:: REQUIRED WORK ::
Print the listing below from its opening line through the line holding "Please refer to the photo below.", both ends included.
===== DATA SECTION =====
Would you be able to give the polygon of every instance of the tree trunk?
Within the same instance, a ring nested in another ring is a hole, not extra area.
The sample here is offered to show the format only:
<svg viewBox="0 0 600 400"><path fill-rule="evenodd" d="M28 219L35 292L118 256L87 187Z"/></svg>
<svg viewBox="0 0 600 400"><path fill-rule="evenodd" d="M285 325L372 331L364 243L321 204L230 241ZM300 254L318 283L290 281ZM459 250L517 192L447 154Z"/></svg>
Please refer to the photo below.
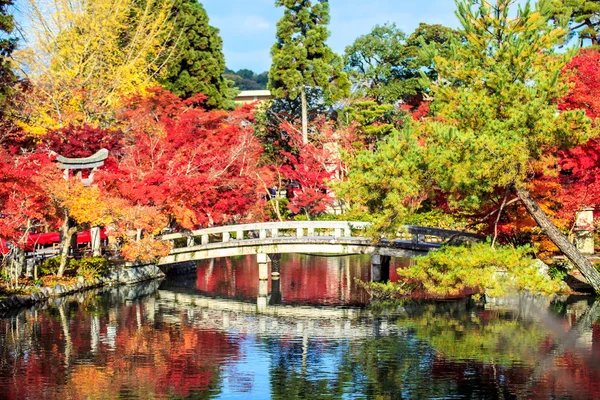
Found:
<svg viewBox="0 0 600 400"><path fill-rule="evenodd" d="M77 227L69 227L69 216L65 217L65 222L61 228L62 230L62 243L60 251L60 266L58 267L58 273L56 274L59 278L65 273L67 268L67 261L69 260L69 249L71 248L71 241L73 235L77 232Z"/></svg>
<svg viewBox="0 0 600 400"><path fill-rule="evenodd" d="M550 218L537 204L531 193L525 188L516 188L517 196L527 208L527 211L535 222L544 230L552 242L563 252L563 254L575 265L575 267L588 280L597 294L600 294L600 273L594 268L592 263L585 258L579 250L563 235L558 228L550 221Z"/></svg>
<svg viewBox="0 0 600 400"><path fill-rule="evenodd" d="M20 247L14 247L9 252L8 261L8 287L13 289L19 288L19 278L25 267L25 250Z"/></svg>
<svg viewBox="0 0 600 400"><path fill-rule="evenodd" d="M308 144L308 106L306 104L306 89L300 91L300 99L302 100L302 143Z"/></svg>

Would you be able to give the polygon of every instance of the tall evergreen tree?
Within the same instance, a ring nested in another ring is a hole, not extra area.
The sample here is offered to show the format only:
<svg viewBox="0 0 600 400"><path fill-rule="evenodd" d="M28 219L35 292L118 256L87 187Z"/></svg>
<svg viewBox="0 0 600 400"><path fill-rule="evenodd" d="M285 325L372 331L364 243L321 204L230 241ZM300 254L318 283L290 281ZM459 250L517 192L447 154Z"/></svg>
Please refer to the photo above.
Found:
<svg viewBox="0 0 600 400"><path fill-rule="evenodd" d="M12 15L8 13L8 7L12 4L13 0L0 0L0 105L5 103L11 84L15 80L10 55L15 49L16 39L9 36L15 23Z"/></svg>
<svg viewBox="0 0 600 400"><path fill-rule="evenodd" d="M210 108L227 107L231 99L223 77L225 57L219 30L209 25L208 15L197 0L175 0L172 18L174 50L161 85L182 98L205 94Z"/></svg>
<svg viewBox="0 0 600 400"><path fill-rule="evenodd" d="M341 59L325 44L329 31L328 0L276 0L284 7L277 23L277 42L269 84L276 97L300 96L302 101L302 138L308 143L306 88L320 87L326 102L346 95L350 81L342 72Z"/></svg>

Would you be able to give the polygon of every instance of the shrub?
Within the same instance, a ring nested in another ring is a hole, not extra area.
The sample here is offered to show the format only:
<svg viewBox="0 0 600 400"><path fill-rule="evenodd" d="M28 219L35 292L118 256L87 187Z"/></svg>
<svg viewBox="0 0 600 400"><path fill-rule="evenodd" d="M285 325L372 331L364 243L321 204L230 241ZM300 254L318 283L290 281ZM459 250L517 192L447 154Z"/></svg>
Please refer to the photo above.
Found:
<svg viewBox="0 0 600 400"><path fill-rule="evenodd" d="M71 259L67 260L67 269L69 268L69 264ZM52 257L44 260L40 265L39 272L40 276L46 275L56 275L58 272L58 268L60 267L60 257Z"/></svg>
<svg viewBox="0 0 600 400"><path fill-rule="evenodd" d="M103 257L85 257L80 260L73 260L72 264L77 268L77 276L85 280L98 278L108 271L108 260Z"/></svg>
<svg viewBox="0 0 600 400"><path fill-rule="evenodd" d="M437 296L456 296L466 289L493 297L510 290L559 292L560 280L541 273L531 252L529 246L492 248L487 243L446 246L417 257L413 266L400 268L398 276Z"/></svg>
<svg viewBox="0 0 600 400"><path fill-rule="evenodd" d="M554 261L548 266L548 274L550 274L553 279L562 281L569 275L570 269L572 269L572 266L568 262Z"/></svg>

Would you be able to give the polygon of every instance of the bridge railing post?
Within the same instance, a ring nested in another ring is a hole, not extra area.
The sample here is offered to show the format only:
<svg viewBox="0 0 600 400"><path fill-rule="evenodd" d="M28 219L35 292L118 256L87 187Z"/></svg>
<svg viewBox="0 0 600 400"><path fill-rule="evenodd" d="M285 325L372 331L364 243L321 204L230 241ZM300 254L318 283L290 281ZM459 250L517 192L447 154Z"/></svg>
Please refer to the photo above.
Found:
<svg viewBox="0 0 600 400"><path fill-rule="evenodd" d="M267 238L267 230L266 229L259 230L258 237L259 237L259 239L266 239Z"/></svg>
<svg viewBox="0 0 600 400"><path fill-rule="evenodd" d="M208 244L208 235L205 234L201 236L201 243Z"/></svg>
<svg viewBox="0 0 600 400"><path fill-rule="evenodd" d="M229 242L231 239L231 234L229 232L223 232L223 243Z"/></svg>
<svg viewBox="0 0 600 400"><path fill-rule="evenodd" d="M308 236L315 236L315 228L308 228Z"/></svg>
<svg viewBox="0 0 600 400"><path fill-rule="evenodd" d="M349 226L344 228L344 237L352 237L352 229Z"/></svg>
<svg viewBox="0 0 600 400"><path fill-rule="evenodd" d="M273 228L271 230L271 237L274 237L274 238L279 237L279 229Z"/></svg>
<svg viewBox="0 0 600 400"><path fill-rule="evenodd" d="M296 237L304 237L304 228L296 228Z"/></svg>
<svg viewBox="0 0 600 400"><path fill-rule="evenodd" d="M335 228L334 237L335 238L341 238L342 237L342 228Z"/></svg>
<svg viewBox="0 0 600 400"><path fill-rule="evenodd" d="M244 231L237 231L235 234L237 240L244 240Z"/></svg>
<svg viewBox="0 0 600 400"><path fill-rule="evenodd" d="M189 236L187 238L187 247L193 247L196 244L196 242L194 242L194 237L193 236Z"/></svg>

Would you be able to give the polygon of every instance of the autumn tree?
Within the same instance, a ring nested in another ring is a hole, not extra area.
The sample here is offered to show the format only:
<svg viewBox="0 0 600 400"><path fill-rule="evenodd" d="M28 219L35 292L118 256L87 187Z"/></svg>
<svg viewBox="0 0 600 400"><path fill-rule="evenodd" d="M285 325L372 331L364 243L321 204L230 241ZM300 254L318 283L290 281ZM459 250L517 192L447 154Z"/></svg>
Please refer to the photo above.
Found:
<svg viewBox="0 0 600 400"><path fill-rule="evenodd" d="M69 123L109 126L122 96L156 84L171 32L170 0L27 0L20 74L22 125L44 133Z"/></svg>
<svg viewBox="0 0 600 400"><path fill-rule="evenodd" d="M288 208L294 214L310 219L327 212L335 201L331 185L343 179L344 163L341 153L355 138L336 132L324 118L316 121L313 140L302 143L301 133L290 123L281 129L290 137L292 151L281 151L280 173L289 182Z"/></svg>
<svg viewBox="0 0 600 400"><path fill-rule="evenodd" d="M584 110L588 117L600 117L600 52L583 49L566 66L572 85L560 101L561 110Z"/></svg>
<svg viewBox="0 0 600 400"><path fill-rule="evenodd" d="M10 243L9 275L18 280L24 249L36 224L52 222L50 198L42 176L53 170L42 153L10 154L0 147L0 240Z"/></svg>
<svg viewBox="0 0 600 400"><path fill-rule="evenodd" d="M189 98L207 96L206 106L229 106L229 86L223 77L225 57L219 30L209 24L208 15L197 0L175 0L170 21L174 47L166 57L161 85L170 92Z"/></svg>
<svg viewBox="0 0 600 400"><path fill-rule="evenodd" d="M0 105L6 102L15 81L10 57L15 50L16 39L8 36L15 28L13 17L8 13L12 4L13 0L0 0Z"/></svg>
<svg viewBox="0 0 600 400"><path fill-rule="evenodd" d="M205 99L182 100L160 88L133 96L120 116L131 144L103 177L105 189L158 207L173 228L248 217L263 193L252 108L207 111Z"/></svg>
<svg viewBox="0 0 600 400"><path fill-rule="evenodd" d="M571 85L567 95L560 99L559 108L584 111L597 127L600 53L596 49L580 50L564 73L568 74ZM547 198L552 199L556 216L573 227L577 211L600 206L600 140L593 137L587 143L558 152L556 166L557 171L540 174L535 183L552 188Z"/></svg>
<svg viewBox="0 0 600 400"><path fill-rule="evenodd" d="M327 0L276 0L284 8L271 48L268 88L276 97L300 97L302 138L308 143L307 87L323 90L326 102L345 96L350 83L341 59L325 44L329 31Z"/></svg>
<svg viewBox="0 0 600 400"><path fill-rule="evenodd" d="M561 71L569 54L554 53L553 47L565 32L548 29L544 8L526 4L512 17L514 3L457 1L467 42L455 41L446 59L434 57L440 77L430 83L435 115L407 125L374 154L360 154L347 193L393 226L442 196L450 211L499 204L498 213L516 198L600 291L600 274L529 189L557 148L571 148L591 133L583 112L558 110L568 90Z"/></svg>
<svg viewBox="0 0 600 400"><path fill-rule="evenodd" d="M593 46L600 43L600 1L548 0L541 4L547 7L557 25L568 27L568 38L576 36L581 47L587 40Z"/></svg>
=====
:: SOLVED PROBLEM ::
Would you be able to give the polygon of every instance of the tree trunk?
Within the same instance, a ring nested in another ring is a hole, not extra area.
The sample here is offered to show the format only:
<svg viewBox="0 0 600 400"><path fill-rule="evenodd" d="M28 219L35 292L118 256L87 187Z"/></svg>
<svg viewBox="0 0 600 400"><path fill-rule="evenodd" d="M285 325L372 331L364 243L321 204L230 241ZM300 254L318 283L290 281ZM459 250L517 192L447 154Z"/></svg>
Please refer to the photo below.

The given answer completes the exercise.